ZIELE:
1) Beantworten Sie anhand des Quellenauszugs folgende Fragen:
(a) Als was wird Dr. Motte in der Bildunterschrift vorgestellt?
(b) Welche drei Anzeichen nennt die Jugendredaktion für den Vorwurf der Politikverdrossenheit?
(c) Welche zwei Beispiele für Bürgerproteste führt der Quellenauszug an?
2) Fassen Sie den Absatz des Quellenauszugs, der mit „Die Jugendredaktion antwortet:“ beginnt, als knappe Stichpunktliste zusammen.

QUELLENAUSZUG:
※

Prominente Frage: Dr. Motte


Dr. Motte ist Techno-DJ und Gründer der Loveparade. Foto: Yves Borgwardt


Dr. Motte fragt die Jugendredaktion: „Brauchen wir in Deutschland eine neue außerparlamentarische Bewegung, um Strömungen und Proteste darin lobbyhaft zu bündeln?“


Die Jugendredaktion antwortet: Niedrige Wahlbeteiligung, Bundestagsdebatten vor leeren Zuschauerrängen, stetig sinkende Mitgliederzahlen bei den etablierten Parteien – uns Deutschen wird eine flächendeckende Politikverdrossenheit vorgeworfen.


Dabei stimmt es nicht, dass wir keine Lust mehr haben, an politischen Entscheidungen mitzuwirken. Das sieht man etwa bei Bürgerprotesten gegen den Transport von Atommüll oder bei den Initiativen gegen das Bahnhofsprojekt Stuttgart 21.

※

(Datensätze aus einer Datensammlung)
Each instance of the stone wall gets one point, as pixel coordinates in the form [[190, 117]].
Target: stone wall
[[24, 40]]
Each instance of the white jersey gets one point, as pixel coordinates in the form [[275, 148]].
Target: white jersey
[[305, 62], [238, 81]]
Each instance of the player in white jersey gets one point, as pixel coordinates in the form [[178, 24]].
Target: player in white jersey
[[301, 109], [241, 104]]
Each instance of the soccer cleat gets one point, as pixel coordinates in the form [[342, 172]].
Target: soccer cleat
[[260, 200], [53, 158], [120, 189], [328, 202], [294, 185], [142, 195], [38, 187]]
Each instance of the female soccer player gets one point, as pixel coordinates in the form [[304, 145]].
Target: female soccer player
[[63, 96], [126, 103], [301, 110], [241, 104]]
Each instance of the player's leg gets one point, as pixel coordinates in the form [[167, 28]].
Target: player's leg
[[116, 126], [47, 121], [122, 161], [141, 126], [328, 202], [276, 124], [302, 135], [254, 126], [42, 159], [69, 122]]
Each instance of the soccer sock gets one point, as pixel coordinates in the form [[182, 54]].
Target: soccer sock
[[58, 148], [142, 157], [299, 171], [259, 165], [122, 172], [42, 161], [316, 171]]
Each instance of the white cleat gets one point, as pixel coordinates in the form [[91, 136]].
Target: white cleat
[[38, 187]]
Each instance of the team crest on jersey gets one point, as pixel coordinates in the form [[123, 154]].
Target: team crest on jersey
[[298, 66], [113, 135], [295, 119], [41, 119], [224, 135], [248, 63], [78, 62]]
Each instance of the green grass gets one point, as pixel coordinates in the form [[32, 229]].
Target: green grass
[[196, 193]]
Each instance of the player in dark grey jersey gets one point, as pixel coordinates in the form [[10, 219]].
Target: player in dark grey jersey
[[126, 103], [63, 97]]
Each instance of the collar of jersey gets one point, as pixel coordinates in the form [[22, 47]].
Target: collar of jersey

※

ERGEBNISSE JE AUFGABE:
1)
(a) Als Techno-DJ und Gründer der Loveparade.
(b) Niedrige Wahlbeteiligung, Bundestagsdebatten vor leeren Zuschauerrängen und stetig sinkende Mitgliederzahlen bei den etablierten Parteien.
(c) Bürgerproteste gegen den Transport von Atommüll und Initiativen gegen das Bahnhofsprojekt Stuttgart 21.

2)
- Vorwurf an die Deutschen: flächendeckende Politikverdrossenheit
- Anzeichen: niedrige Wahlbeteiligung
- Anzeichen: Bundestagsdebatten vor leeren Zuschauerrängen
- Anzeichen: stetig sinkende Mitgliederzahlen der etablierten Parteien